Hay momentos, imágenes, palabras, gestos, sensaciones que se graban en nuestra memoria. Me gusta pensar que somos la suma de todos estos recuerdos, de todas estas experiencias vividas. Quizás, y solo quizás esto sea cierto.


El primer recuerdo que tengo de mi vida es de cuando tenia tres años y medio. Puede que no ocurriera todo tal y como lo recuerdo, que se mezcle con elementos fantásticos o con las versiones de otras personas cuando contaron esta historia. Al fin y al cabo no importa si es todo cierto al pie de la letra, quizá esto le reste o le añada importancia a cada una de esas pequeñas piezas de mi puzzle. Los recuerdos son magia.


Era verano, principios de Julio. Estaba en casa de mis abuelos. Mis abuelos vivían en un acogedor piso encima de una pequeña fabrica de gaseosa. Tras entrar en el portal y subir unas escaleras de piedra oscura y pulida había un rellano con dos puertas. Dos viviendas. Su puerta era la izquierda, no se si la letra era A o B, no se ni siquiera si tenían asignado un numero o una letra, en el fondo ni siquiera eso importa en esta historia.

DATOS PROPORCIONADOS:
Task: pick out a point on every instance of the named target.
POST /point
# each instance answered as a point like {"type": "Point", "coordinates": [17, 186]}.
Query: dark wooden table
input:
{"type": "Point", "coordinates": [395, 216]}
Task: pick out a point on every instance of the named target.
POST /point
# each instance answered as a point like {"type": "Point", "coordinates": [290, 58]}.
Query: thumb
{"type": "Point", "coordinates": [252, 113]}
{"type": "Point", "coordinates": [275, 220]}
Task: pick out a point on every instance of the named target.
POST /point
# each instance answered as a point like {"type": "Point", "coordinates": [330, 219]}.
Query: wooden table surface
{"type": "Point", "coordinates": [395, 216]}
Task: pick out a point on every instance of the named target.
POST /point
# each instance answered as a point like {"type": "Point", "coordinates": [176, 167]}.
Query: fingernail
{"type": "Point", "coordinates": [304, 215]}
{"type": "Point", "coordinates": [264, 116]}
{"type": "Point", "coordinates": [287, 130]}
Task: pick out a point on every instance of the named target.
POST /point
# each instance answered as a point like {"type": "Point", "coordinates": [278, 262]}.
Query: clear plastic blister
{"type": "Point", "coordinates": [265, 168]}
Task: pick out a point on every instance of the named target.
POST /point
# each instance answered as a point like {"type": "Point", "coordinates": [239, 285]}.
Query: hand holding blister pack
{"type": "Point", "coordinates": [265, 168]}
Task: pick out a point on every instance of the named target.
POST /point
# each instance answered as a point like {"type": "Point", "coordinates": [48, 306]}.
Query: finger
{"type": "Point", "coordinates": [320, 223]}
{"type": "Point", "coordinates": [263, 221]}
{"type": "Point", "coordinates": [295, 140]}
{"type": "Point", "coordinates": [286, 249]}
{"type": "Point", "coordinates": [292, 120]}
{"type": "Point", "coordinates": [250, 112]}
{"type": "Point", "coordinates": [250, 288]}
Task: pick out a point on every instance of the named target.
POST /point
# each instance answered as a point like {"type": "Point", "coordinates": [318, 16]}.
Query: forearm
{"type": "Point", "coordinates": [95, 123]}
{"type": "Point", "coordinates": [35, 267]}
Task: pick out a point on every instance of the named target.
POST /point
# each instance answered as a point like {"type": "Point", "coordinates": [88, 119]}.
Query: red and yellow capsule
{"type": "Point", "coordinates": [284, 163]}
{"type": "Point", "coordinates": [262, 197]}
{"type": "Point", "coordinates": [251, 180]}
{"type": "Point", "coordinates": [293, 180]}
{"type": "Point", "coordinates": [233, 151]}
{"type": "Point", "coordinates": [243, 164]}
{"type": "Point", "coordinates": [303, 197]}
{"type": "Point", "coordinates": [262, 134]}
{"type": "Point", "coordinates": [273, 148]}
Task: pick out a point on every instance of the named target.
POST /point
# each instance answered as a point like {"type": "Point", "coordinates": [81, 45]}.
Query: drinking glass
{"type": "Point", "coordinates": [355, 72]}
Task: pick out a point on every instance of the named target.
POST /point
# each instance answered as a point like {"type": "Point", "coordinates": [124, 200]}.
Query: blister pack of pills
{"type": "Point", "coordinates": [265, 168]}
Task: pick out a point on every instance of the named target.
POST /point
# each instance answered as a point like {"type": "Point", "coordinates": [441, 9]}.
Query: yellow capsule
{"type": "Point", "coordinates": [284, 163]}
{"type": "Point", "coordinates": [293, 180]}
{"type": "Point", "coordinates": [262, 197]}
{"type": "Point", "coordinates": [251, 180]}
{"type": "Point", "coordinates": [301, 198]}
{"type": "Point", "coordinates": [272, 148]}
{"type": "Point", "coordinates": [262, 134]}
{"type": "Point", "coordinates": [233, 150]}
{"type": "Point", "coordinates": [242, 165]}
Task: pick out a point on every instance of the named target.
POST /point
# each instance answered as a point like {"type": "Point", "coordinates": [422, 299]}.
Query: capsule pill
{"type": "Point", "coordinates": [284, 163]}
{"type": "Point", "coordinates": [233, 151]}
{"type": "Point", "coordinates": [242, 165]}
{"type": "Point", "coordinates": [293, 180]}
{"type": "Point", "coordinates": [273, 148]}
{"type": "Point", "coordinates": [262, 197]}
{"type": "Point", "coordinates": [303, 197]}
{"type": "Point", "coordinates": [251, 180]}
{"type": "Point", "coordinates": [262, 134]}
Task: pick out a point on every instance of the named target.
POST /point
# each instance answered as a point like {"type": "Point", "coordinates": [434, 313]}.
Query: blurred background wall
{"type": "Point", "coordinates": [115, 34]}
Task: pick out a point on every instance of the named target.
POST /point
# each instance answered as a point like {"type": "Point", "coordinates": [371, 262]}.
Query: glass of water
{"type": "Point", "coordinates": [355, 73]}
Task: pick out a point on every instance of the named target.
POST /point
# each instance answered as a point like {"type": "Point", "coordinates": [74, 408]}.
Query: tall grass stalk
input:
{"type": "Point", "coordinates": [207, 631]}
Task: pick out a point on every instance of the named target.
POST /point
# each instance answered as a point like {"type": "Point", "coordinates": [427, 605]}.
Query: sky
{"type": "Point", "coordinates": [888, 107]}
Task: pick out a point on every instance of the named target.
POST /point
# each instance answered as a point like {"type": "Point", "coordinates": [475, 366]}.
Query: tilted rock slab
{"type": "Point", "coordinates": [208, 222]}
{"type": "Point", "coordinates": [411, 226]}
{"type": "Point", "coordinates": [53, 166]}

PREGUNTAS DE ESTUDIO:
1 > Copia literalmente el pasaje del relato sobre los recuerdos que empieza en "El primer recuerdo" y termina en "en esta historia.".
2 > Prosigue el relato sobre los recuerdos a partir de su última oración.

RESULTADOS DEL EJERCICIO:
1 >
El primer recuerdo que tengo de mi vida es de cuando tenia tres años y medio. Puede que no ocurriera todo tal y como lo recuerdo, que se mezcle con elementos fantásticos o con las versiones de otras personas cuando contaron esta historia. Al fin y al cabo no importa si es todo cierto al pie de la letra, quizá esto le reste o le añada importancia a cada una de esas pequeñas piezas de mi puzzle. Los recuerdos son magia.


Era verano, principios de Julio. Estaba en casa de mis abuelos. Mis abuelos vivían en un acogedor piso encima de una pequeña fabrica de gaseosa. Tras entrar en el portal y subir unas escaleras de piedra oscura y pulida había un rellano con dos puertas. Dos viviendas. Su puerta era la izquierda, no se si la letra era A o B, no se ni siquiera si tenían asignado un numero o una letra, en el fondo ni siquiera eso importa en esta historia.

2 >
Mi hermana pequeña acababa de nacer. Mi madre y el pequeño bebe esperaban en el hospital de Salamanca a que fuéramos a recogerlos.

Mentiría si dijera el momento del día que era, pero se que hacia calor y que la luz lo inundaba todo. Yo jugaba descalzo en el salón. De niño, incluso con unos cuantos años ya, siempre me molestaban los zapatos. Me pasaba el día descalzo, asegurando que me apretaban y rozaban.


Aquellos juegos se vieron interrumpidos. Tal vez mi padre llamara al telefonillo, tal vez solo usara el claxon del coche. El caso es que estaba en la puerta, esperándonos en el coche. Mi abuela dio la voz de alarma y mi hermana mayor en un segundo estaba lista. Yo no, tenia unos horribles zapatos negros que ponerme. Unos zapatos que se abrochaban con una hebilla.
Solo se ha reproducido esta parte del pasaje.